Selected extract:
#####
Sarovar Hotels Pvt Limited India v Placid View Properties Limited; A.F. Gross & Co. Advocates (Third party) [2022] KEHC 85 (KLR) | Setting Aside Consent Orders | Esheria

Sarovar Hotels Pvt Limited India v Placid View Properties Limited; A.F. Gross & Co. Advocates (Third party) [2022] KEHC 85 (KLR)

Full Case Text

Sarovar Hotels Pvt Limited India v Placid View Properties Limited; A.F. Gross & Co. Advocates (Third party) (Miscellaneous Application 157 of 2017) [2022] KEHC 85 (KLR) (Commercial and Tax) (4 February 2022) (Ruling)

Neutral citation number: [2022] KEHC 85 (KLR)

Republic of Kenya

In the High Court at Nairobi (Milimani Commercial Courts Commercial and Tax Division)

Miscellaneous Application 157 of 2017

A Mshila, J

February 4, 2022

Between

Sarovar Hotels PVT Limited India

Plaintiff

and

Placid View Properties Limited

Defendant

and

A.F. Gross & Co. Advocates

Third party

Ruling

1. The Applicant filed a Notice of Motion Application dated 6th August 2019 supported by the Affidavit of S. Raja sworn on the same date for orders that;a.The Court issues an order setting aside Order No. 5 under the Consent Order dated 10th July 2017 and filed in court on 11th July 2017. b.The Court issues an order that the Defendant forthwith pays to the Plaintiff the sum of USD 48, 500 plus interest thereon at court rates from 15th July 2017 until payment in fullc.The Court issues such orders as it deems fit to penalize the Defendant and its Directors for contempt of court for procuring the Consent Orders through false or fraudulent representations.
#####
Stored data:
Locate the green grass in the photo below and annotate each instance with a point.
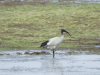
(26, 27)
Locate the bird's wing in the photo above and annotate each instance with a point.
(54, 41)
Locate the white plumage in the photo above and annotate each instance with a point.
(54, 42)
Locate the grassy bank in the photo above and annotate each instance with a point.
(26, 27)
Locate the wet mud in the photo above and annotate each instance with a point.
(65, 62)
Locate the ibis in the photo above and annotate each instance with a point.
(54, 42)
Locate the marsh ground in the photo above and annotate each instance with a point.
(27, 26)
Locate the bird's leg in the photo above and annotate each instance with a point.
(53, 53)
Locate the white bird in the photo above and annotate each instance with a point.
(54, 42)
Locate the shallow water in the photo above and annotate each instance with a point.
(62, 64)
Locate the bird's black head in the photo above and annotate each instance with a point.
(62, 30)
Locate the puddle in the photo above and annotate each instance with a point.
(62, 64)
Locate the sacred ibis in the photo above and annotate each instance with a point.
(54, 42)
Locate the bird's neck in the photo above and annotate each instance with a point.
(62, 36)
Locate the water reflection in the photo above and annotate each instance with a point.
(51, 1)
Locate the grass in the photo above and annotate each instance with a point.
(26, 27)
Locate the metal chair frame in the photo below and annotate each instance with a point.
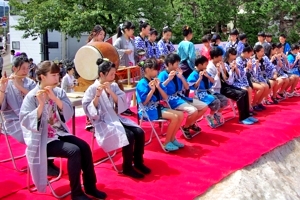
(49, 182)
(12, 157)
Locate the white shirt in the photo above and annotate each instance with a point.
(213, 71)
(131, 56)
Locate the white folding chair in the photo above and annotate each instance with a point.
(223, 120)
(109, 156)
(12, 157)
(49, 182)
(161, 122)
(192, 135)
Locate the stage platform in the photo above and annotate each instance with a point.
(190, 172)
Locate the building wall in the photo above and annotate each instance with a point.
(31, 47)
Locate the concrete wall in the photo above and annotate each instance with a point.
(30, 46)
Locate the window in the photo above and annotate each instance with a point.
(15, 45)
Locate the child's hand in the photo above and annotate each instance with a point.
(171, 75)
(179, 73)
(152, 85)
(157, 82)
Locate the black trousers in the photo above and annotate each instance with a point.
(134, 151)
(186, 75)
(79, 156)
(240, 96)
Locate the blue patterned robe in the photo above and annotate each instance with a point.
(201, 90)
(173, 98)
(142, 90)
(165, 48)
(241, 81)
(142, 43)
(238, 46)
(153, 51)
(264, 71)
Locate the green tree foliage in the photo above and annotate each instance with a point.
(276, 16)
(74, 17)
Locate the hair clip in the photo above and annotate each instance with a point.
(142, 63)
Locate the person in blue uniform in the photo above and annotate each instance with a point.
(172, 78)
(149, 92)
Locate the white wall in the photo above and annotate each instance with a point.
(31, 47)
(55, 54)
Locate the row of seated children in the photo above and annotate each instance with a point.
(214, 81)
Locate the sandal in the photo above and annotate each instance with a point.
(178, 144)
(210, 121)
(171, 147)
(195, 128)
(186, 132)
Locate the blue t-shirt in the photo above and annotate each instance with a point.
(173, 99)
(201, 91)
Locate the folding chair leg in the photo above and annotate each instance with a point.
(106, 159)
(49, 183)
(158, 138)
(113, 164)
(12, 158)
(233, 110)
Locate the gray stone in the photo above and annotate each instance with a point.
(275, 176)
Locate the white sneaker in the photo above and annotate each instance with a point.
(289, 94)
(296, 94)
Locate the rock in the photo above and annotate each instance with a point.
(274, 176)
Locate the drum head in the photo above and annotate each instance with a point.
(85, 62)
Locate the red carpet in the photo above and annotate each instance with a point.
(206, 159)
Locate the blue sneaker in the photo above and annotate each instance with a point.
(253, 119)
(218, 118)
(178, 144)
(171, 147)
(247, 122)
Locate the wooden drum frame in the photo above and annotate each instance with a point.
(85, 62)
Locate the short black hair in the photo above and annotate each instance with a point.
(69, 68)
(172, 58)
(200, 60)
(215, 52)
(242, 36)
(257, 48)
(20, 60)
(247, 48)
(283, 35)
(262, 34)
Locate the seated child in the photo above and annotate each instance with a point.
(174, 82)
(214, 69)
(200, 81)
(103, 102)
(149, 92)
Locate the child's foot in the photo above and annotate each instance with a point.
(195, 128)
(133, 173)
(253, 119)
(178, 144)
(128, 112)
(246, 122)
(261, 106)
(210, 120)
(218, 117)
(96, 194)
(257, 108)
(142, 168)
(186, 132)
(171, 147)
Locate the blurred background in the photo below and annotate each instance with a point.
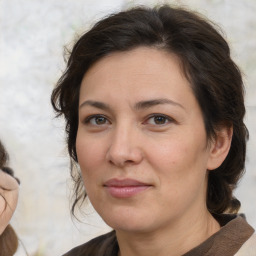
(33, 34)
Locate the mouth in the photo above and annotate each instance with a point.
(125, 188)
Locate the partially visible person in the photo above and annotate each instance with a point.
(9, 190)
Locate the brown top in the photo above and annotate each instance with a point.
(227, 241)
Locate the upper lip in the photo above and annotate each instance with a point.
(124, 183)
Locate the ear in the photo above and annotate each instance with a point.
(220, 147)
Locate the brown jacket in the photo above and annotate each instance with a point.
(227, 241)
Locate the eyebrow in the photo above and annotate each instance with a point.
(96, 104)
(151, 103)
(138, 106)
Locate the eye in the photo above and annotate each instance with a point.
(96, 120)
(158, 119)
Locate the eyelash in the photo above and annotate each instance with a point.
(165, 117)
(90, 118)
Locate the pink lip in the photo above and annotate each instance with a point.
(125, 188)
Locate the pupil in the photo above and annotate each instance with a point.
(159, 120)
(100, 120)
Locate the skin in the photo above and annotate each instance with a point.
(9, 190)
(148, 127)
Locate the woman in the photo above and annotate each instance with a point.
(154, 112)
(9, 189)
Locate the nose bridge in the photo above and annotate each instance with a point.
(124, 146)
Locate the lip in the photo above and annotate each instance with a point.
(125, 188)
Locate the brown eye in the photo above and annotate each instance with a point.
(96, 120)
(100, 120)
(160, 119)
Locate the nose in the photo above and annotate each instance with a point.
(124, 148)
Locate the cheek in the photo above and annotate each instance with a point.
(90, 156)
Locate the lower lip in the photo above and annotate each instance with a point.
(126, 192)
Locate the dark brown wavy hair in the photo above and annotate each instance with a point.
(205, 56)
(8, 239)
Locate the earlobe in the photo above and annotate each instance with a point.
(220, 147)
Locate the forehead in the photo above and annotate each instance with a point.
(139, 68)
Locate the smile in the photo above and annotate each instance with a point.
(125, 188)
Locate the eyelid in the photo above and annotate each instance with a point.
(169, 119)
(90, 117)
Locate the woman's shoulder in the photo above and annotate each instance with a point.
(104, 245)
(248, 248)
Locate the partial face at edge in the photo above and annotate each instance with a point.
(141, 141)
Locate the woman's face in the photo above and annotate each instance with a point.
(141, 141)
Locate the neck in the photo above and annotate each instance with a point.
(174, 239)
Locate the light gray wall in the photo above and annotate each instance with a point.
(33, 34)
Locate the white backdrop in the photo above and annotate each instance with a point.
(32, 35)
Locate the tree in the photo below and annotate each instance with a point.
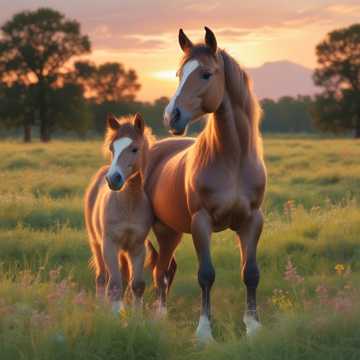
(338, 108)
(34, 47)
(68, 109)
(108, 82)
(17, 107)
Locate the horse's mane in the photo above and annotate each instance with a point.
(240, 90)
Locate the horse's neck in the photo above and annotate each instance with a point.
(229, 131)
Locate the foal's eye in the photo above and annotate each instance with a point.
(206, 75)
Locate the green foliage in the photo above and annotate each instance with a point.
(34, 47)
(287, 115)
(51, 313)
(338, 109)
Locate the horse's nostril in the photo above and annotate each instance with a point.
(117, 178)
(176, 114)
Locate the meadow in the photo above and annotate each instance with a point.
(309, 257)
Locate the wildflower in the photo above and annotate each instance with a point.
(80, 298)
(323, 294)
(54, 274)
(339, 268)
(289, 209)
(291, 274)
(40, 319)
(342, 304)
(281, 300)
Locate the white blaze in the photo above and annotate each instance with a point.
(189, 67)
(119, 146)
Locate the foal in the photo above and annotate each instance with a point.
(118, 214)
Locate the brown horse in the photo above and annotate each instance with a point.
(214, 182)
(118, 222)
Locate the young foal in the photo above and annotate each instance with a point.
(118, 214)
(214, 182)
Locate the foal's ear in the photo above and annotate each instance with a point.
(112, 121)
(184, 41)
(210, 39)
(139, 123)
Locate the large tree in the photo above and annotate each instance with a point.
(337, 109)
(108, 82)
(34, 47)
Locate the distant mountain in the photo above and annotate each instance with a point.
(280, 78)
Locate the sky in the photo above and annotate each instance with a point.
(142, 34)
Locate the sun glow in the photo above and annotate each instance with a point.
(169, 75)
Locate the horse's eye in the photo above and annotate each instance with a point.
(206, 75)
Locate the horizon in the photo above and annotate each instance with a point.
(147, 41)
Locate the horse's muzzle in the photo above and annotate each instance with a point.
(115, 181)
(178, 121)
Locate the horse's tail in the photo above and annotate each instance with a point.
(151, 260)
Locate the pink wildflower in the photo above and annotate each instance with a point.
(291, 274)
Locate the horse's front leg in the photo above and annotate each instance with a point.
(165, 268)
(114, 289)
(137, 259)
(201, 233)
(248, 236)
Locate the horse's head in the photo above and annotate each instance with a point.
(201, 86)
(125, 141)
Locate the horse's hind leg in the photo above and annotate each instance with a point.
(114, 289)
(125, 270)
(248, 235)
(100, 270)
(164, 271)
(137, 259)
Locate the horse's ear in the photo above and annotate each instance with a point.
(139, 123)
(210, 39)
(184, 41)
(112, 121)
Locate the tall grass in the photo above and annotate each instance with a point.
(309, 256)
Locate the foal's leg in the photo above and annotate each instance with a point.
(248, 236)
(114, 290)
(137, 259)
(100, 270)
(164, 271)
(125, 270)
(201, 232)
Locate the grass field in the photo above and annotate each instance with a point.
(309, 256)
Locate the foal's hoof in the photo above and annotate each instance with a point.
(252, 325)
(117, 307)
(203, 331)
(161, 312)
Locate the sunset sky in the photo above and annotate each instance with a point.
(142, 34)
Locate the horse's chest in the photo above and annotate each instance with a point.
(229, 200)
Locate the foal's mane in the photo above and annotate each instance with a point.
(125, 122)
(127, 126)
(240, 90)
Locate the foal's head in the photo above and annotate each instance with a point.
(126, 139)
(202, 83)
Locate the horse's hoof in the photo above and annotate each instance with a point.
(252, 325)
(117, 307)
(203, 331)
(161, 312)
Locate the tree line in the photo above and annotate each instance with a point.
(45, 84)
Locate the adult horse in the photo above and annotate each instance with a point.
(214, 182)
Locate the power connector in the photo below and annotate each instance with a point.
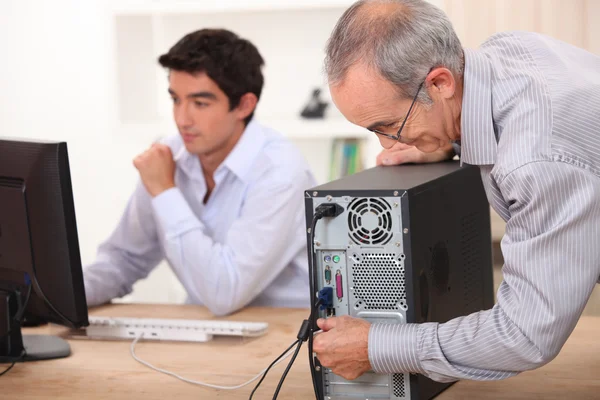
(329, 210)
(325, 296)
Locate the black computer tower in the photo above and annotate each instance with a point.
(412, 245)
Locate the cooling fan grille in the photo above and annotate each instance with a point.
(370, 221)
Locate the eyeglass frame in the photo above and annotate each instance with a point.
#####
Can you carry the Kenyan court ruling on setting aside a consent order forward from the end of its first numbered paragraph?

Written response:
2. The Applicant argued that since 15th July 2017, the Respondent has had the benefit of the sum of USD 48,500 whilst misrepresenting to the Applicant that it was held in an escrow account. It is thus just that the court orders the amount to be paid to the Applicant forthwith and that it accrues interest at court rates from 15th July 2017 until payment in full.

3. Further, that the Respondent will not suffer any prejudice by grant of the orders prayed having conducted itself in a fraudulent manner in recording the afore-stated Consent Order.

4. The Respondent had filed a Chamber Summons Application dated 4th November 2019 seeking to join the Third Party to these proceedings and respond to claims by the Applicant. The Third Party filed the Replying Affidavit of Anthony Fredrick Gross dated 3rd February 2020 and stated that pursuant to the Arbitral Tribunal Order for Directions No. 8 issued on 29th June 2015. Both the plaintiff/applicant and the defendant/respondent consented to place in a joint escrow account at Chase Bank USD 97,000 remitted by the respondent.

Applicant’s Case 5. The Applicant submitted that the defendant/respondent sought leave to join A. F. Gross & Company Advocates as Third Party for purposes of providing an indemnity to it for the sum of USD 97. 000 covered by the Order No. 5 of the Consent Order dated 10th July, 2019. Order 1 Rule 15 of the Civil Procedure Rules 2010 allows such an Application within fourteen (14) days of close of pleadings.

6. In its application, without disclosing that there is already a Decree in existence, which it has partially satisfied, the Respondent by the ex-parte Application misled the Court into granting leave for A. F. Gross Advocates to be joined as a Third Party.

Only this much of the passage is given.